* Begin Text passage *
Revisiting Industry Award winners: Acquisition of A&E Custom Mfg. helps Bennett Tool & Die boost its value proposition for customers

Metal stamping production

These stamping presses in Bennett Tool & Die’s Gallatin facility are symbols of the company’s history as a metal forming services provider.

In 2013 The FABRICATOR named A&E Custom Manufacturing as its Industry Award winner. The Kansas City, Kan.-based company, which survived some tough challenges in the 1990s and two major recessions in the 2000s, was well on its way to growing its business, introducing lean concepts to maximize production efforts, cross-training employees to get the most out of the workforce, and investing in new automated fabricating technology that allowed it to be more competitive in job quoting. The company had topped $9 million in sales in 2012.

Two years later, others recognized A&E’s potential. Bennett Tool & Die Co., then located in Nashville, Tenn., acquired the metal fabricator. Bennett Tool & Die was looking to grow as well and deemed the addition of metal fabricating capabilities as a key way to service its customers.

The plan so far seems to be working out pretty well. Bennett Tool & Die reported $30 million in sales in 2019 and is taking steps to be ready and responsive to customers’ needs coming out of this current economic slowdown. In a way, the plan is to grow during uncertain times.
* End Text passage *
Required tasks:
**a.** According to the Bennett Tool & Die article, is each statement true? Answer yes or no, and quote the words that settle it.
(i) A&E Custom Manufacturing is based in Kansas City, Kan.
(ii) Bennett Tool & Die acquired A&E Custom Manufacturing in 2013.
(iii) Bennett Tool & Die reported $30 million in sales in 2019.
**b.** Using the Bennett Tool & Die article, answer each question briefly.
(i) What amount did A&E's sales top in 2012?
(ii) Where was Bennett Tool & Die located when it acquired A&E?
(iii) In which Bennett Tool & Die facility are the stamping presses shown?
The listing that comes next has no connection to the Bennett Tool & Die article.
* Begin Data extract *
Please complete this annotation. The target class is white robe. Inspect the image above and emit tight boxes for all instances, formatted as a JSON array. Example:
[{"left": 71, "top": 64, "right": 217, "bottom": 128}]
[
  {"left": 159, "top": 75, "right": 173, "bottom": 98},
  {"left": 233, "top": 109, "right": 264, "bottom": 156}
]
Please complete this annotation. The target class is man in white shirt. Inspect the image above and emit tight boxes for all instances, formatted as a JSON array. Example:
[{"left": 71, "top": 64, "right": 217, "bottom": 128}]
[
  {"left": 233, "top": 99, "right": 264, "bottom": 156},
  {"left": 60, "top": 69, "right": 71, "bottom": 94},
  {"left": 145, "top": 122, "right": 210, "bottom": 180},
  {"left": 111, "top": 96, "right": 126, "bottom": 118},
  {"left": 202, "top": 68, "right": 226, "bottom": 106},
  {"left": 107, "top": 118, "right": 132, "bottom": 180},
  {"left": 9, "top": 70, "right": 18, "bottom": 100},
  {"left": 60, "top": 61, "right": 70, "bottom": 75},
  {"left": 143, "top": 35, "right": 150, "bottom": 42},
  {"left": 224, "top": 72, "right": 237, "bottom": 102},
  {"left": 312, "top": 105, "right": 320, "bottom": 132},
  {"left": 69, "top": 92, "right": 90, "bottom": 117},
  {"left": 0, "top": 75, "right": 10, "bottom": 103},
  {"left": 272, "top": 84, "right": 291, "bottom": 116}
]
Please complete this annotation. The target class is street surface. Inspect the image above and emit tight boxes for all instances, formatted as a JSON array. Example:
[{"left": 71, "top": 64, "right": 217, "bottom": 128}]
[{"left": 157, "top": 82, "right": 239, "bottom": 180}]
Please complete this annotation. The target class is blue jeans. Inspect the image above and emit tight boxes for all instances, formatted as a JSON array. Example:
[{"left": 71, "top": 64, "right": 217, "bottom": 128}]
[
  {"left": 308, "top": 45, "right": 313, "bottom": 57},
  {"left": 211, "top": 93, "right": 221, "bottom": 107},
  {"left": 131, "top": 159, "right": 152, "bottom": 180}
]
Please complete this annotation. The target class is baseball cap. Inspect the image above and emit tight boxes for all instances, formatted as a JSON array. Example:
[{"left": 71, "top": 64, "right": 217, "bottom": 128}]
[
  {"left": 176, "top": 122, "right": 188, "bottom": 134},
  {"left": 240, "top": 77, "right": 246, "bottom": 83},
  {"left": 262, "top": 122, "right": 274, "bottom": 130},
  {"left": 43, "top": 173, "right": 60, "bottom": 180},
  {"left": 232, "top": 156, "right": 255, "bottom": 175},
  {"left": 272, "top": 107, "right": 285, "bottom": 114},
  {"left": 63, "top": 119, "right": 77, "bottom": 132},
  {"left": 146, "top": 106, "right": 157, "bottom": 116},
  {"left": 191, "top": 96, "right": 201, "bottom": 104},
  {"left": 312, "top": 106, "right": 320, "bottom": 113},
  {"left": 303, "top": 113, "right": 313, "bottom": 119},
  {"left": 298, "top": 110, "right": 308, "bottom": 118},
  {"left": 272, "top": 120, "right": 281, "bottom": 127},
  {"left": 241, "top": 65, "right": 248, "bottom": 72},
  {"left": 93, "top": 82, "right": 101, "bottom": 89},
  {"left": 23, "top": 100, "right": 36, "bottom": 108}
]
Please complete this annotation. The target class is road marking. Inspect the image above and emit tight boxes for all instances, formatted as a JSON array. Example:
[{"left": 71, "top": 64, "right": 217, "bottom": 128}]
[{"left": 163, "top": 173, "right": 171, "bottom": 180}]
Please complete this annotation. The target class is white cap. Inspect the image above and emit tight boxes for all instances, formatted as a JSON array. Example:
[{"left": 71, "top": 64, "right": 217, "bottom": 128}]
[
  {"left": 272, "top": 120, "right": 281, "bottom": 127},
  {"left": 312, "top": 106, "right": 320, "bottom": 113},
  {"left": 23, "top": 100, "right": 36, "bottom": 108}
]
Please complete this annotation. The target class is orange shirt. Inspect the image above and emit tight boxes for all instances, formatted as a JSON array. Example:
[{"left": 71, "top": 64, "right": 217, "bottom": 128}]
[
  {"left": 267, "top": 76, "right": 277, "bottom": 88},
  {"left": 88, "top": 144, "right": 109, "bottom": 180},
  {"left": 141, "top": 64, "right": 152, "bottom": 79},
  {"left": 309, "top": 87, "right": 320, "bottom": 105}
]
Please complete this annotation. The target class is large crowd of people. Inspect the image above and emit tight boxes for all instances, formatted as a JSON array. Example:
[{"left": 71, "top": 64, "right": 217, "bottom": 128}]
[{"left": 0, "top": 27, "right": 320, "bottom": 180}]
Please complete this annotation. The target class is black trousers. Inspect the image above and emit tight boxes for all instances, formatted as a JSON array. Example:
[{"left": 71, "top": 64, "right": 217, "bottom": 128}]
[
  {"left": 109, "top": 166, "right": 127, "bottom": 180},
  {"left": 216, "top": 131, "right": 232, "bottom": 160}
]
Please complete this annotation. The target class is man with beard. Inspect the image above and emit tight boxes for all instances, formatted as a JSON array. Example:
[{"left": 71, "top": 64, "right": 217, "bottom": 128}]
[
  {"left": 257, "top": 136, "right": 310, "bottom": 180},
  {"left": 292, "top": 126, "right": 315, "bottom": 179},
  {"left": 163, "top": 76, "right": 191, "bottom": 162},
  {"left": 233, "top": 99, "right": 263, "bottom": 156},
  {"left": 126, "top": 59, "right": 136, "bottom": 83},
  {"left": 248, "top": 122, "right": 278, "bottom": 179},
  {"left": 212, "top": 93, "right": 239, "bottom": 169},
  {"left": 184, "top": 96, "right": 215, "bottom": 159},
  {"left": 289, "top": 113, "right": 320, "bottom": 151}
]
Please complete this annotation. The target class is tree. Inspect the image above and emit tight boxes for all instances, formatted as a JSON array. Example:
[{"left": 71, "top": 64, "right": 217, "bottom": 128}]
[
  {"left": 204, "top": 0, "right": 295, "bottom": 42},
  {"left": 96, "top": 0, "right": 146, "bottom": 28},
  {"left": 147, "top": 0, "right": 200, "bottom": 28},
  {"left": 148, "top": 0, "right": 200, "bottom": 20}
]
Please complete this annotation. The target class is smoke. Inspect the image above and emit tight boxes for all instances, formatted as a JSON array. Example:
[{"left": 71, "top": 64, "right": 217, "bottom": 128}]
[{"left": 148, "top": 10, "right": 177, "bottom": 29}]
* End Data extract *
Task responses:
**a.**
(i) Yes: "The Kansas City, Kan.-based company"
(ii) No: "Two years later, others recognized A&E’s potential. Bennett Tool & Die Co., then located in Nashville, Tenn., acquired the metal fabricator."
(iii) Yes: "Bennett Tool & Die reported $30 million in sales in 2019"

**b.**
(i) $9 million
(ii) Nashville, Tenn.
(iii) The Gallatin facility